### Exercise task
Rewrite all of the data below as a numbered list, one line per item, omitting any blank lines.

### Extracted information

>>

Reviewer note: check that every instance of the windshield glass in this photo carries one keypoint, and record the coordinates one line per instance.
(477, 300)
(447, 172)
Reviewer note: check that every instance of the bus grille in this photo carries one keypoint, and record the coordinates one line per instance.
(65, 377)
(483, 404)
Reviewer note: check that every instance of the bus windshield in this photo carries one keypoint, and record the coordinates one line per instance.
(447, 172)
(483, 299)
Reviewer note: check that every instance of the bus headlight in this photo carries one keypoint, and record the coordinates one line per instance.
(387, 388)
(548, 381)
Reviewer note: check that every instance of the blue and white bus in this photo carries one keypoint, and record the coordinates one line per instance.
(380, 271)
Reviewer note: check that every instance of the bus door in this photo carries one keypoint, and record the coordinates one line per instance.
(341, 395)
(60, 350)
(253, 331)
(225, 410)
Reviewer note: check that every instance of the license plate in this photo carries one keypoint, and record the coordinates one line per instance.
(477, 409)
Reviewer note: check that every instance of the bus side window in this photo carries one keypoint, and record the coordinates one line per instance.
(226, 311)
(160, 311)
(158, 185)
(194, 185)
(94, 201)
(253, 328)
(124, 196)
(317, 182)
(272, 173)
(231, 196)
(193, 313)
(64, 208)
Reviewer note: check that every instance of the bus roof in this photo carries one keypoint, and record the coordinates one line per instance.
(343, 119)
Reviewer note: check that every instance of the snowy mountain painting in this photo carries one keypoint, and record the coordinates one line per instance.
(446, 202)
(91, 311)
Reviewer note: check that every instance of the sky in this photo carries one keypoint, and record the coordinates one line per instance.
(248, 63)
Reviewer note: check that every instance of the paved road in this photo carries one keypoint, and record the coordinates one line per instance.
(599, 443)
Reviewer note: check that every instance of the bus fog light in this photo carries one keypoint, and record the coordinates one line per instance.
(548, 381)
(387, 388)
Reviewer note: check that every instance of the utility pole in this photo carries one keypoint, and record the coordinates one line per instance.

<<

### Solution
1. Reviewer note: check that every instance of the windshield glass in this photo carries one keypoint, and record the coordinates one line per instance.
2. (477, 300)
3. (447, 172)
4. Reviewer note: check that every instance of the bus grille in this photo carries one keypoint, and record the coordinates one line per instance.
5. (65, 377)
6. (483, 404)
7. Reviewer note: check that every instance of the bus windshield in this photo carries one keypoint, and record the coordinates one line per instance.
8. (447, 172)
9. (483, 299)
10. Reviewer note: check that every instance of the bus headlight in this photo carries one keypoint, and record the coordinates one line per instance.
11. (387, 388)
12. (548, 381)
13. Reviewer note: check that every instance of the blue and white bus in this photo carries one keypoint, and record the coordinates one line per instance.
14. (380, 271)
15. Reviewer note: check that every instance of the bus door in this photo carries one keypoint, and record the coordinates one line per instance.
16. (341, 395)
17. (60, 350)
18. (253, 331)
19. (225, 410)
20. Reviewer note: check that every instance of the license plate in this photo carries one keypoint, and record the coordinates one line per instance.
21. (477, 409)
22. Reviewer note: check that every instance of the bus side window in this photo carries one keypoint, and record the coordinates one line per instance.
23. (226, 311)
24. (160, 311)
25. (158, 185)
26. (194, 185)
27. (94, 201)
28. (253, 328)
29. (124, 196)
30. (317, 182)
31. (272, 173)
32. (231, 196)
33. (193, 313)
34. (64, 208)
35. Reviewer note: check that every instance of the bus roof in this photo carries one keypoint, and record the coordinates one line per instance.
36. (343, 119)
37. Reviewer note: check that every instance of the snowy mountain painting in this photo carries one keypoint, and record the coordinates one line per instance.
38. (446, 202)
39. (91, 311)
40. Reviewer note: check that every instance of the sky in this photo carries one keypoint, and record the coordinates one line per instance.
41. (248, 63)
42. Reviewer note: check that every instance of the paved road in this photo carries one keypoint, and record the coordinates one line per instance.
43. (599, 443)
44. Reviewer note: check that every instance of the bus fog light in this photo carries one keypoint, and record the coordinates one line per instance.
45. (548, 381)
46. (387, 388)
47. Reviewer note: check that every instance of the utility pole in this photo carries one keypoint, and record the coordinates one line per instance.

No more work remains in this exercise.